> Selection
========================================================================
In this case the footnote is a clue to or intrusion by the
other level of the book, where the collection of stories are in fact a novel,
with characters recurring across the story, often with different names so it is
not clear that they are almost all related.
All of the characters are introduced in the first story, patrons of Locos,
the bar that supplies the book’s title.
One character is present only in the form of “a little Chinese figure
made of porcelain” with a “butterfly on his shoulder” (8-9. I can see that the story, looking at it now,
is full of clues or hints or jokes about what happens later in the book. Chinelato’s dance of the butterflies, that is
a lovely episode.
For the reader who likes this sort of thing, this is great
fun, and for the reader who does not I suppose great tedium. Mary McCarthy reviewed the novel in 1936, and
returned to it over fifty years later for its rediscovery. “Alfau, or his book, was evidently my fatal
type, which I would again meet in Vladimir Nabokov’s Pale Fire and more
than once in Italo Calvino” (“Afterword,” 201).
This Spanish novel by a Spanish writer was, surprisingly,
written in English and first published in the United States, where Alfau was an
immigrant who wrote for Spanish-language newspaper and did commercial
translation. The Vintage edition of Locos
was successful enough that an unpublished novel by Alfau, Chromos,
written in the 1940s, appeared in 1990.
I remember it as quite good, but it has been thirty years since I read
it. Locos has stood up well. Maybe someone can re-discover Alfau again.
========================================================================
> Stated task A
Repeat word for word the part of the review that begins at the words "For the reader who likes" and stops after "appeared in 1990.".
> Stated task B
According to the review, in what language was Locos originally written?

> Raw records
========================================================================
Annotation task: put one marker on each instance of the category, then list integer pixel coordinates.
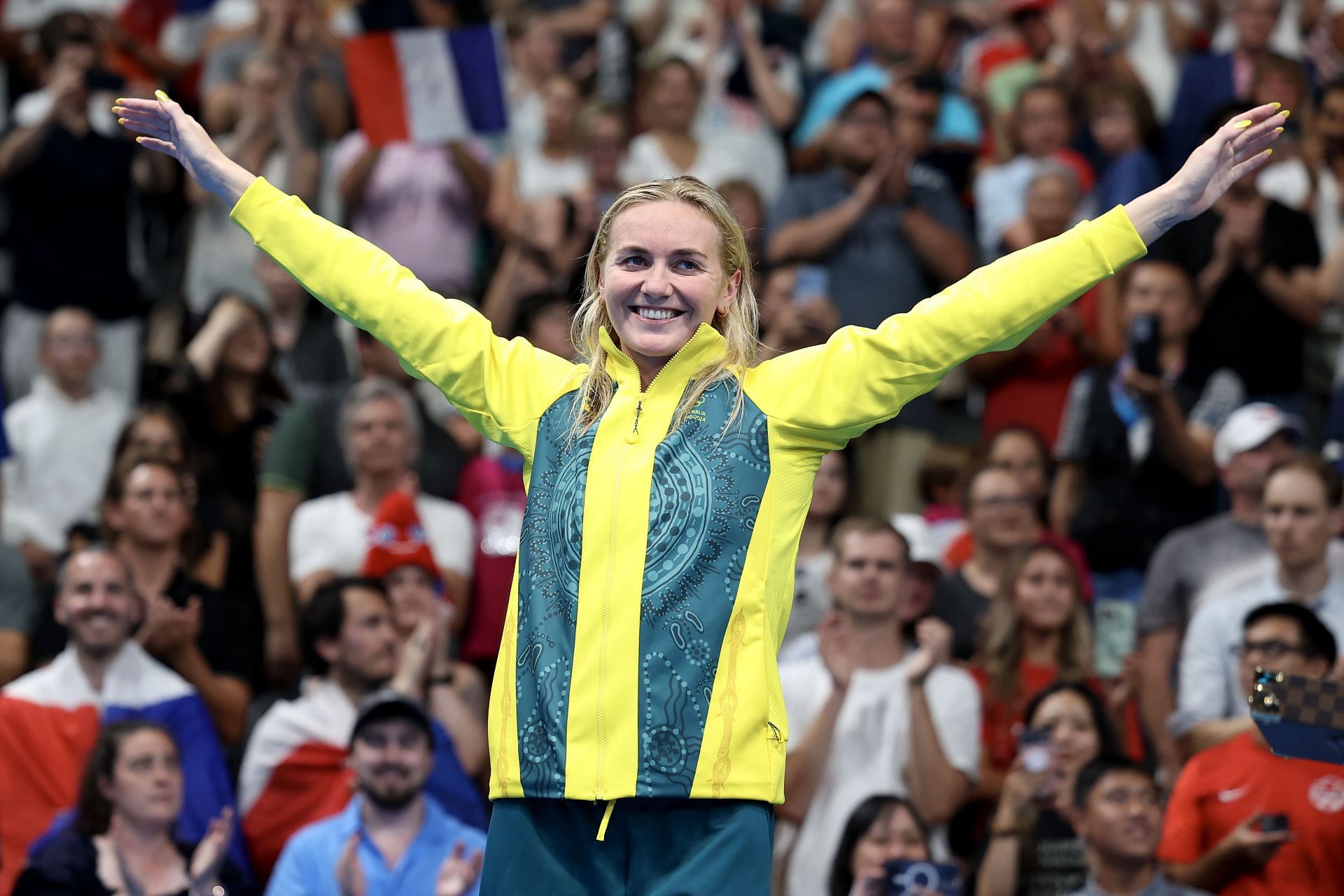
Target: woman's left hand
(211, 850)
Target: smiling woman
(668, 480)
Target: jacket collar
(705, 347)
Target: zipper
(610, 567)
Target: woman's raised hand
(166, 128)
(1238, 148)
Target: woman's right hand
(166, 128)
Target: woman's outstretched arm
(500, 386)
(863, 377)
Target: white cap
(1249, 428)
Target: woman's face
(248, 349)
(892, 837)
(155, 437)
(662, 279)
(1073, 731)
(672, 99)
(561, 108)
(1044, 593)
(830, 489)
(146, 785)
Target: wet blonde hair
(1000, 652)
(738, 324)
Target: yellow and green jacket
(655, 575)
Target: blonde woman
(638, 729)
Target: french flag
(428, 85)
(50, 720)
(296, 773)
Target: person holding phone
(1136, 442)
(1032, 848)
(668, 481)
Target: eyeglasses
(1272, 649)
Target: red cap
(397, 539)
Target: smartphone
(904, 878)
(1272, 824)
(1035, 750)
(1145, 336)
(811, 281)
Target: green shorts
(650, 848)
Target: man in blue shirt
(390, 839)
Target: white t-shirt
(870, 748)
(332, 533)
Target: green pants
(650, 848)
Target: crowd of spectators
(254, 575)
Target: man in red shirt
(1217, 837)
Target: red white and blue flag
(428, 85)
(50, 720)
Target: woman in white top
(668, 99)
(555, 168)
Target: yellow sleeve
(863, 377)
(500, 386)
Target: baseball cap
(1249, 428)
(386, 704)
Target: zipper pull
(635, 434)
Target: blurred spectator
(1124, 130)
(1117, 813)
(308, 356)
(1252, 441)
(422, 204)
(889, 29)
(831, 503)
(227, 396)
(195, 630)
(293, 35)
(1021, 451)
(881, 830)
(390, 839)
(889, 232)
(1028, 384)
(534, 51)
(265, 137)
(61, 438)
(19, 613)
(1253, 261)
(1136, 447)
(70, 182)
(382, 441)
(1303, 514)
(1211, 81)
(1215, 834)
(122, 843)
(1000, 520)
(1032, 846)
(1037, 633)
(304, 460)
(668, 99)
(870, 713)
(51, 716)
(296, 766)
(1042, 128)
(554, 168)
========================================================================
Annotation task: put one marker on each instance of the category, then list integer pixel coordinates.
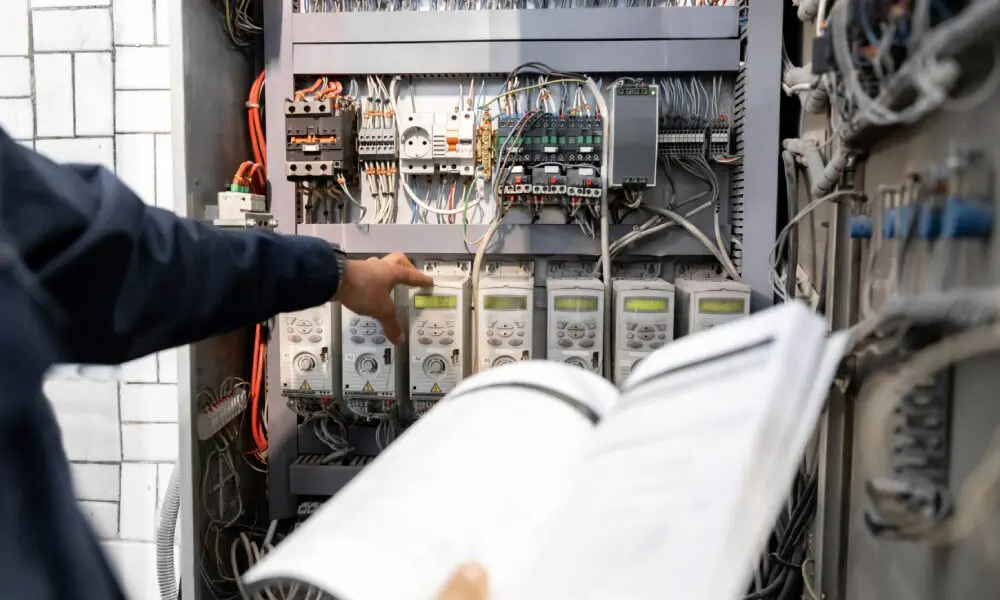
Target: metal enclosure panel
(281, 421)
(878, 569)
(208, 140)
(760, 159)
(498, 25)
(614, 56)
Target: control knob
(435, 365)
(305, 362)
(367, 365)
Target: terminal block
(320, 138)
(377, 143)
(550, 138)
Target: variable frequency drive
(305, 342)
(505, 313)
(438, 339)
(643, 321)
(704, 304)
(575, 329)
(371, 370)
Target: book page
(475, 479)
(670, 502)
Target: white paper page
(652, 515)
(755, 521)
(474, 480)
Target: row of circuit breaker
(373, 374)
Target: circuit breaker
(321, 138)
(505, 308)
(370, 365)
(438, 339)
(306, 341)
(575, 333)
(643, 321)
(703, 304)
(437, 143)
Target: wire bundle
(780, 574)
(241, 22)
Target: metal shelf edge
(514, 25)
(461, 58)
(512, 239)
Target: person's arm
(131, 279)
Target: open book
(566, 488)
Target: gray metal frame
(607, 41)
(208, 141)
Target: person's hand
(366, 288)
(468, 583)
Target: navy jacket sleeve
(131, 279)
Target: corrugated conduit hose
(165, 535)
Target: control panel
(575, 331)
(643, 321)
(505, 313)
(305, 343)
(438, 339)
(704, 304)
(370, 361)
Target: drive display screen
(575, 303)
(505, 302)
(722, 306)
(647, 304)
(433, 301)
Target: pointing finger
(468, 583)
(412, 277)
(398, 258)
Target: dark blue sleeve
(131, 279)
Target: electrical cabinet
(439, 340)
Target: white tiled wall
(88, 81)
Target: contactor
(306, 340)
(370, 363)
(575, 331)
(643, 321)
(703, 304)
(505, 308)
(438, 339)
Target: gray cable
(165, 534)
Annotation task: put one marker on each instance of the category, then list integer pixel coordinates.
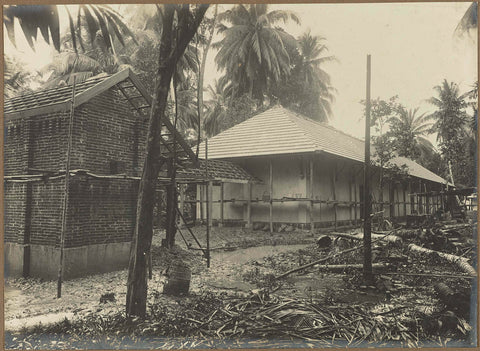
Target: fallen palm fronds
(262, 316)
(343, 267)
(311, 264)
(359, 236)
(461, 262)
========================================================================
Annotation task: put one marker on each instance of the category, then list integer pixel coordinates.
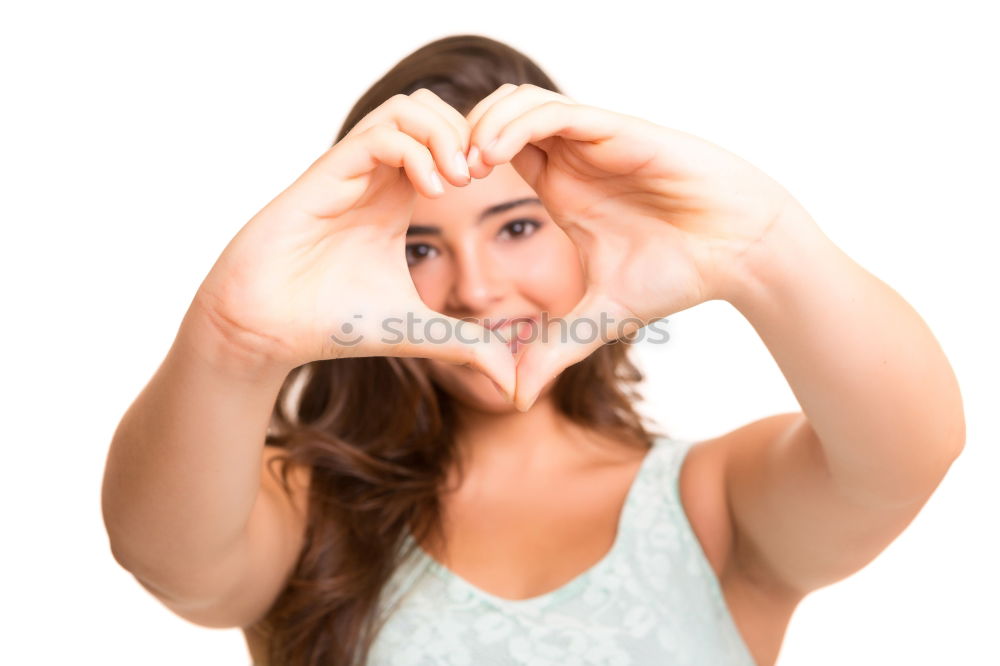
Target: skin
========================================================================
> Expected output A
For the reader who likes this sort of thing, this is great
fun, and for the reader who does not I suppose great tedium. Mary McCarthy reviewed the novel in 1936, and
returned to it over fifty years later for its rediscovery. “Alfau, or his book, was evidently my fatal
type, which I would again meet in Vladimir Nabokov’s Pale Fire and more
than once in Italo Calvino” (“Afterword,” 201).
This Spanish novel by a Spanish writer was, surprisingly,
written in English and first published in the United States, where Alfau was an
immigrant who wrote for Spanish-language newspaper and did commercial
translation. The Vintage edition of Locos
was successful enough that an unpublished novel by Alfau, Chromos,
written in the 1940s, appeared in 1990.

> Expected output B
English